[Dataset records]
(begin)

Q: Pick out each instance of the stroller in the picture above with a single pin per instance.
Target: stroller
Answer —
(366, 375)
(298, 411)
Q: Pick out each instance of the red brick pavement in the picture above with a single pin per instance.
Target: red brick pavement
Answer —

(end)

Aim: Substitute "baby carriage" for every occurrence of "stroller" in the material above, and reproduce all other text unchanged.

Written solution:
Q: Pick out each instance of the baby carriage in the picture above with a single pin per instance.
Target: baby carriage
Answer —
(366, 375)
(298, 411)
Q: Pick out each instance of the red brick pavement in the picture above with a single pin per instance.
Target: red brick pavement
Answer —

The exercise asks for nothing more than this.